**** Dataset extract

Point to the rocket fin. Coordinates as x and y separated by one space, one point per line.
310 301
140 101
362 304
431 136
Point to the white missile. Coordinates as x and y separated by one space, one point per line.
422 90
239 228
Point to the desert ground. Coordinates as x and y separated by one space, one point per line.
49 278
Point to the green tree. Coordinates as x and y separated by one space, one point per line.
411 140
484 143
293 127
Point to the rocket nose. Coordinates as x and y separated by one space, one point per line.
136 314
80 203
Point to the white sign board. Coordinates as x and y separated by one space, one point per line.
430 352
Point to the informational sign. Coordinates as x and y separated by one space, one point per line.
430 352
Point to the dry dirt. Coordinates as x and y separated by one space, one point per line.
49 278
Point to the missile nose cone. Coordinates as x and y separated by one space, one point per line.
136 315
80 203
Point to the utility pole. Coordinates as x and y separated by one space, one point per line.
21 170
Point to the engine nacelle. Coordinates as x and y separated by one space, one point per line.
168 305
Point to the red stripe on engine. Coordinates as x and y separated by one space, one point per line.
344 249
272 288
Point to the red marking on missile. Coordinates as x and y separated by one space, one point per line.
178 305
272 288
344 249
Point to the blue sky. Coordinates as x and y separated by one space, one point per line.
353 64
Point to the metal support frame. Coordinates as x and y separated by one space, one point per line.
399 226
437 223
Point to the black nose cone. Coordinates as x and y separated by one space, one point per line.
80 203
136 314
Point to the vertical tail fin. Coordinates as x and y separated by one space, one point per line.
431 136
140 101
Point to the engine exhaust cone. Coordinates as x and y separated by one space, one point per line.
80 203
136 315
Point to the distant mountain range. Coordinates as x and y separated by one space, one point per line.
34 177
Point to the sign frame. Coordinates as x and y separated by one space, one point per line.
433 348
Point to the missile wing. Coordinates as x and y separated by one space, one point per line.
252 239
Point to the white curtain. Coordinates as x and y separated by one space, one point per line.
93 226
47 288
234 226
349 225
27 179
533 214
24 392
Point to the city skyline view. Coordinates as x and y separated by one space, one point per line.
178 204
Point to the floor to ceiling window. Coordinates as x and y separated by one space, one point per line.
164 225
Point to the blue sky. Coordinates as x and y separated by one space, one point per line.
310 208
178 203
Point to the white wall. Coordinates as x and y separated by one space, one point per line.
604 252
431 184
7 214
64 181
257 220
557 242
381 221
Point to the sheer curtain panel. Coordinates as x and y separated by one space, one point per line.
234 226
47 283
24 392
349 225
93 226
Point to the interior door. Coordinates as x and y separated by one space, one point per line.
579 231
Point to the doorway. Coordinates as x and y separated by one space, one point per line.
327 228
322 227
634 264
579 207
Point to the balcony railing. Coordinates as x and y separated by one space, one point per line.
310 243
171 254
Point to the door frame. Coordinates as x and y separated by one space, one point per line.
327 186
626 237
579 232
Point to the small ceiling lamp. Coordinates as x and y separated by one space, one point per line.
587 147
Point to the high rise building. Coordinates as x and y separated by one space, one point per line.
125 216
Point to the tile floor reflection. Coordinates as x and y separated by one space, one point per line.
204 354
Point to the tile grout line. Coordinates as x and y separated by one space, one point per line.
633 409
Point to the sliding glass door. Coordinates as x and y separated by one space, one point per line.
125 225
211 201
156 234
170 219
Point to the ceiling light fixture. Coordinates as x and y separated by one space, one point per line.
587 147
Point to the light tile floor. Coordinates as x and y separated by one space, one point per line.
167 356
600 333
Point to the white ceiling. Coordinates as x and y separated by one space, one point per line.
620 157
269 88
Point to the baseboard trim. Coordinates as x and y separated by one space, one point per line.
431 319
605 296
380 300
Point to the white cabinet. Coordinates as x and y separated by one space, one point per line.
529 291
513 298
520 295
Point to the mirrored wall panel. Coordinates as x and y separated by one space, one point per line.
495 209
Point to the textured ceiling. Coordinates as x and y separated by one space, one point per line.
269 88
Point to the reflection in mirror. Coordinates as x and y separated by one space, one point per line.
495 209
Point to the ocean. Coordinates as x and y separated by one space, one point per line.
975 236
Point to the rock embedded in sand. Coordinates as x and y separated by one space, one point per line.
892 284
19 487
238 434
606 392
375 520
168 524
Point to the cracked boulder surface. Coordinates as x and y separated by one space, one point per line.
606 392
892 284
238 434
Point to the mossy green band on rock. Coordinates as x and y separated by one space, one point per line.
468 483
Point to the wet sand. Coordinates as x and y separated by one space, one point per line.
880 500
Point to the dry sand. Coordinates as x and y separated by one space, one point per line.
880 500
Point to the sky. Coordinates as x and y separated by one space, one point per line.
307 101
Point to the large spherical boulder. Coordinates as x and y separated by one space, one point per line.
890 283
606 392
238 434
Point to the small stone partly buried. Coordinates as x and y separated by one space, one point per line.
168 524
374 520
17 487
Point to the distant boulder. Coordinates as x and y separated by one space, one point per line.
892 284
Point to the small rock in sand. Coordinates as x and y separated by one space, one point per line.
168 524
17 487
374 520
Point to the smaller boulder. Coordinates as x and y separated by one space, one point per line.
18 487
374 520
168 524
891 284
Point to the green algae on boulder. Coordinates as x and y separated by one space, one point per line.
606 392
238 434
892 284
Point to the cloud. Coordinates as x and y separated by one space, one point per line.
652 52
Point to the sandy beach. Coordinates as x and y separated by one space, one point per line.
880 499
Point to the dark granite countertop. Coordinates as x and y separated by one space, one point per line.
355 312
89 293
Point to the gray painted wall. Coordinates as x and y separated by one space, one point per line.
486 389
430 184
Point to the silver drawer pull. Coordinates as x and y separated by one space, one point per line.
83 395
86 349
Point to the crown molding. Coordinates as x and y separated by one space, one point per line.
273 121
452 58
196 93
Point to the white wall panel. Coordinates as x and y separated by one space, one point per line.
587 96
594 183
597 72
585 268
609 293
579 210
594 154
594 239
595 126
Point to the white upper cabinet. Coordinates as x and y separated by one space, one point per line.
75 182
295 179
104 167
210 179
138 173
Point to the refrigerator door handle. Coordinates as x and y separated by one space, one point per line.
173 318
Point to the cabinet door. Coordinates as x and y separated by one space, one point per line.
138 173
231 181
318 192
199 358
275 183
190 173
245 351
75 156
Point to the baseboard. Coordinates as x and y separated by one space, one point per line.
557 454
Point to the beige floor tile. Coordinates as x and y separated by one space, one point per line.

********

**Work instructions**
Reproduce the records starting at the line containing "Point to the sandy" and ending at the final line of the records, with "granite" swapped for "marble" and all other text left unchanged.

**Answer to the problem**
Point to the sandy beach. Coordinates as x and y separated by one space, one point per line.
880 499
Point to the dark marble countertop. Coordinates as x and y separated by one space, one point per line.
355 312
89 293
Point to the gray painted wall. Coordinates as x and y separated by one space, one point per line.
486 389
430 184
Point to the silver drawer pull. Coordinates as x and y separated by one space, one point per line.
83 395
86 349
Point to the crown molding. Coordinates as x and y separated by one space, one point per line.
273 121
452 58
196 93
Point to the white wall panel. Coordinates as x and y separated by one space, one point per line.
587 96
594 183
597 72
585 268
609 293
579 210
594 154
594 239
595 126
Point to the white upper cabinet. Coordinates as x and y separated by one space, one point per line.
75 182
295 179
104 167
210 179
138 173
Point to the refrigerator door handle. Coordinates as x and y separated by one space, one point per line.
173 318
Point to the cabinet door. Coordinates as x and y separated by one space, one point per line.
138 173
231 181
318 192
199 358
275 183
190 173
245 351
75 156
Point to the baseboard. Coordinates as x and y separated by one space, one point per line.
557 454
Point to the beige floor tile. Coordinates as x and y separated by one space, one point per line.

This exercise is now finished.